Dataset excerpts on object pointing:

----------------------------------------

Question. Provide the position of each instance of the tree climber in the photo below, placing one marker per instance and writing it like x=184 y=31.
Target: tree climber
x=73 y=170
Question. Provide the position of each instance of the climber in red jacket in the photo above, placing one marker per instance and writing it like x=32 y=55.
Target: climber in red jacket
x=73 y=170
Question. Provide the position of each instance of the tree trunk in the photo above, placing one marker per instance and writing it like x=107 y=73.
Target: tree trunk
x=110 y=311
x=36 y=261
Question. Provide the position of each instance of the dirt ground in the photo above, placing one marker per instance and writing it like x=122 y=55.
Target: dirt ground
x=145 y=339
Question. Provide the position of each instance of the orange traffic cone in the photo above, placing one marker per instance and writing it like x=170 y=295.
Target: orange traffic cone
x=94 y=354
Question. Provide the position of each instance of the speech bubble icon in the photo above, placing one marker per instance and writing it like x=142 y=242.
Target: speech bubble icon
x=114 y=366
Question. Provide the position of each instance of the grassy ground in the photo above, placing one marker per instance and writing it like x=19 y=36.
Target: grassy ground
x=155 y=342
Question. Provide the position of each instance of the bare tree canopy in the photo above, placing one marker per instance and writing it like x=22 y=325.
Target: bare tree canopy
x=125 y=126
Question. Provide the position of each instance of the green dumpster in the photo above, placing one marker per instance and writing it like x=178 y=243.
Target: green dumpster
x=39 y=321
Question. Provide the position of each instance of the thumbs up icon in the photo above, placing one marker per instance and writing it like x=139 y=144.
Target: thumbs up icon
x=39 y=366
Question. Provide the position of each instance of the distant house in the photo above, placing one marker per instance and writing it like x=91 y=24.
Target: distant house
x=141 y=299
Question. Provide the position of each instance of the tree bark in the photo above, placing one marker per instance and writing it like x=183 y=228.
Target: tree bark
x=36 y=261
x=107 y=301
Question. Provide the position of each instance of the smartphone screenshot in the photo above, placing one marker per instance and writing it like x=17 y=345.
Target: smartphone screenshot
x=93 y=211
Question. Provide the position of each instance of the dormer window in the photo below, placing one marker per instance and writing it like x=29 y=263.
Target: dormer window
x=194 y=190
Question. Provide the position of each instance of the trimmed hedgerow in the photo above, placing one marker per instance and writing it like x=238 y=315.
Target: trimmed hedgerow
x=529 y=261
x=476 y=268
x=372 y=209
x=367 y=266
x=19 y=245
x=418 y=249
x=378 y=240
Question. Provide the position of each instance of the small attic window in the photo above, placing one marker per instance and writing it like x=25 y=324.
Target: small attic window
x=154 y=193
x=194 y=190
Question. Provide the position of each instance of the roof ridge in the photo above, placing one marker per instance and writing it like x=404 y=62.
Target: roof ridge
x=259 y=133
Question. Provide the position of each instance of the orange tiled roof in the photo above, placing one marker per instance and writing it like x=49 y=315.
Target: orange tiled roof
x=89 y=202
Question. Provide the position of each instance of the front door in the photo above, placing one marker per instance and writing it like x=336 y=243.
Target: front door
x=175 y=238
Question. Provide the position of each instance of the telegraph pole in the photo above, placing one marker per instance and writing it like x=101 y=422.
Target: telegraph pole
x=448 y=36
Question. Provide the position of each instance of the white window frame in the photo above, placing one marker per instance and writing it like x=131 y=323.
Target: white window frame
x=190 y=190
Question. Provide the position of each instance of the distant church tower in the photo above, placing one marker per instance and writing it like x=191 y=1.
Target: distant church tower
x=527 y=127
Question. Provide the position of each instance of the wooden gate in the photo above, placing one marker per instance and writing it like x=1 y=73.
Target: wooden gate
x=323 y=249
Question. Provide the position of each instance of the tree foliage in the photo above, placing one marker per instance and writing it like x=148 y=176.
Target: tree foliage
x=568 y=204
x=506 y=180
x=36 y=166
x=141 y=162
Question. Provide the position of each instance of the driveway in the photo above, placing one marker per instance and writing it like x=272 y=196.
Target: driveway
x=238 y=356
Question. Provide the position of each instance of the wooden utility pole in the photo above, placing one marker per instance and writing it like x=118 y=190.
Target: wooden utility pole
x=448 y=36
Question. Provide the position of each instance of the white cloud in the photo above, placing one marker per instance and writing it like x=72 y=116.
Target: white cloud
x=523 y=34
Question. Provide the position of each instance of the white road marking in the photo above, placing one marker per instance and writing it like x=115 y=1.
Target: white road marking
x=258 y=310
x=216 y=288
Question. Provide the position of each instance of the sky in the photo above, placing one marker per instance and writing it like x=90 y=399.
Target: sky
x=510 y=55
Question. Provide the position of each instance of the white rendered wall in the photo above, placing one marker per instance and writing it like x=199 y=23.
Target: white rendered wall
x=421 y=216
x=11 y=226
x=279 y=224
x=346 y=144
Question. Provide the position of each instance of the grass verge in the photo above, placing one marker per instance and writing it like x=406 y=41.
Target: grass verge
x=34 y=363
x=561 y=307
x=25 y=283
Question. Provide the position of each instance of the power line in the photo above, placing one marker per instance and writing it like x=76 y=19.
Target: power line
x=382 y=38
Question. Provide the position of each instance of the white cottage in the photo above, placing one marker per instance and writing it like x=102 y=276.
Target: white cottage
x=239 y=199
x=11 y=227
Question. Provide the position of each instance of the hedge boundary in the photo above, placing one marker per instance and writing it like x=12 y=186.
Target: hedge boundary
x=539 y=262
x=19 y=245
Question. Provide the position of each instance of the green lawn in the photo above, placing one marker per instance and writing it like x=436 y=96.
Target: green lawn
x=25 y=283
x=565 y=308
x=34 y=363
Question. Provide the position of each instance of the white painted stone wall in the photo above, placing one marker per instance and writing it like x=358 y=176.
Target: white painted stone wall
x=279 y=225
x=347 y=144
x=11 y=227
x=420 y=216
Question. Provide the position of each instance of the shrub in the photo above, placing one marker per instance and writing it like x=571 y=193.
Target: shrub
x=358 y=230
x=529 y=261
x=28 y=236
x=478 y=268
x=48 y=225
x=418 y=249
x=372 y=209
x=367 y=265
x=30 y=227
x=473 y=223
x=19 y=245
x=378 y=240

----------------------------------------

--- AIM OF THE TASK ---
Exactly as written, please output every entry.

--- COMPLETED TASK ---
Question. Provide the position of each instance of the tree climber in the photo below, placing one marker per instance and writing it like x=184 y=31.
Target: tree climber
x=73 y=170
Question. Provide the position of each instance of the climber in red jacket in the photo above, placing one marker per instance and writing it like x=32 y=55.
Target: climber in red jacket
x=73 y=170
Question. Provide the position of each instance of the tree trunk in the photo above, placing one marker per instance and writing it like x=107 y=73.
Target: tree trunk
x=110 y=311
x=36 y=261
Question. Provide the position of each instance of the dirt ground in the photo above, placing one marker per instance and writing it like x=122 y=55.
Target: dirt ground
x=145 y=339
Question. Provide the position of each instance of the orange traffic cone in the photo above, placing one marker per instance and writing it like x=170 y=295.
Target: orange traffic cone
x=94 y=354
Question. Provide the position of each instance of the speech bubble icon in the photo above, placing one marker per instance and writing it like x=142 y=242.
Target: speech bubble icon
x=114 y=366
Question. Provide the position of each instance of the grassy ground in the photo above, placing one marker per instance and writing it like x=19 y=36.
Target: grassy ground
x=155 y=342
Question. Provide the position of each instance of the bare tree canopy in the photo above, placing one marker per instance and writing it like x=22 y=325.
Target: bare tree canopy
x=125 y=126
Question. Provide the position of each instance of the green dumpster in the photo above, placing one marker per instance and writing it like x=178 y=243.
Target: green dumpster
x=39 y=321
Question. Provide the position of each instance of the thumbs up icon in the photo above, placing one marker per instance and writing it like x=139 y=144.
Target: thumbs up icon
x=39 y=366
Question. Provide the position of each instance of the distant house in the photo above, placing one marker per instance and writing it like x=91 y=24.
Target: distant house
x=141 y=299
Question. Provide the position of each instance of the tree bark in the photo above, placing one marker per instance and writing it like x=183 y=228.
Target: tree bark
x=36 y=261
x=107 y=301
Question. Provide the position of each instance of the smartphone screenshot in the photo above, placing one marker per instance and writing it like x=17 y=345.
Target: smartphone screenshot
x=93 y=211
Question. Provide the position of each instance of the dormer window in the photo below, placing one marker per instance and writing it like x=29 y=263.
Target: dormer window
x=194 y=190
Question. Provide the position of each instance of the trimmed hedgerow in the photo above, placing one marker per instance and writing it like x=238 y=315.
Target: trimmed hedgerow
x=529 y=261
x=476 y=268
x=372 y=209
x=367 y=266
x=19 y=245
x=418 y=249
x=378 y=240
Question. Provide the position of each instance of the small attic window in the photo above, placing one marker per instance and writing it like x=25 y=324.
Target: small attic window
x=154 y=193
x=194 y=190
Question. Provide the position of each instance of the roof ridge in the photo above, placing one marker per instance and writing it like x=404 y=62.
Target: roof ridge
x=259 y=133
Question. Provide the position of each instance of the orange tiled roof in the photo above, placing one marker per instance and writing it like x=49 y=315.
Target: orange tiled roof
x=89 y=202
Question. Provide the position of each instance of the front door in the photo above, placing one marker per instance and writing it like x=336 y=243.
Target: front door
x=175 y=238
Question. Provide the position of each instance of the telegraph pole in the photo above, placing one marker per instance and writing it like x=101 y=422.
Target: telegraph pole
x=448 y=36
Question. Provide the position of each instance of the white window frame in the photo above, placing one marker per instance and writing it like x=131 y=323.
Target: white window frame
x=190 y=190
Question. Provide the position of each instance of the distant church tower in the photo above, placing one marker per instance and writing it like x=191 y=1.
Target: distant church tower
x=527 y=127
Question. Provide the position of each instance of the wooden gate in the photo above, placing one marker per instance and writing it like x=1 y=73.
Target: wooden gate
x=323 y=249
Question. Provide the position of each instance of the tree foliage in the photo above, placing one marker per instance and writing it like x=148 y=176.
Target: tree foliage
x=568 y=204
x=506 y=180
x=36 y=166
x=141 y=162
Question. Provide the position of each instance of the driveway in the photo above, placing one marker per instance and writing it like x=272 y=196.
Target: driveway
x=238 y=356
Question. Provide the position of each instance of the wooden utility pole in the photo above, placing one marker per instance and writing it like x=118 y=190.
Target: wooden utility pole
x=448 y=36
Question. Provide the position of each instance of the white cloud in the photo above, placing one marker per instance and writing it like x=72 y=116.
Target: white cloud
x=523 y=34
Question. Provide the position of each instance of the white road marking in the photo above, placing one marker per instance and writing it like x=115 y=1.
Target: white road marking
x=258 y=310
x=216 y=288
Question. Provide the position of each instance of the sky in the photo above, placing one marker per instance and writing it like x=90 y=399.
Target: sky
x=510 y=55
Question. Provide the position of each instance of the white rendered wall in the photo above, placing one marker per instance and writing it like x=199 y=23.
Target: white rendered wall
x=421 y=216
x=11 y=226
x=279 y=224
x=346 y=144
Question. Provide the position of each instance of the grass verge in the photo above, placing one marker per instance and writing it like x=406 y=41.
Target: grass verge
x=34 y=363
x=561 y=307
x=25 y=283
Question. Provide the position of each instance of the power line in the photo above, placing one marker per instance and writing it like x=76 y=19.
Target: power line
x=382 y=38
Question. Provide the position of each instance of the white cottage in the photo above, placing one marker per instance and writing it like x=102 y=276.
Target: white cottage
x=239 y=199
x=11 y=227
Question. Provide the position of each instance of the hedge boundary in the photo above, placing one marker per instance and writing it like x=12 y=186.
Target: hedge boundary
x=539 y=262
x=19 y=245
Question. Provide the position of each instance of the green lawn in the photo above, placing one marker per instance and writing it like x=436 y=96.
Target: green lawn
x=25 y=283
x=565 y=308
x=34 y=363
Question. Provide the position of each instance of the white painted stone wall in the photo above, placing one marker per instance and writing it like x=358 y=176.
Target: white painted stone wall
x=279 y=225
x=347 y=144
x=11 y=227
x=420 y=216
Question. Provide the position of each instance of the shrub in the photo above, placing one marker per instance and writing it like x=571 y=193.
Target: shrub
x=358 y=230
x=529 y=261
x=28 y=236
x=478 y=268
x=48 y=225
x=418 y=249
x=372 y=209
x=367 y=265
x=30 y=227
x=473 y=223
x=19 y=245
x=378 y=240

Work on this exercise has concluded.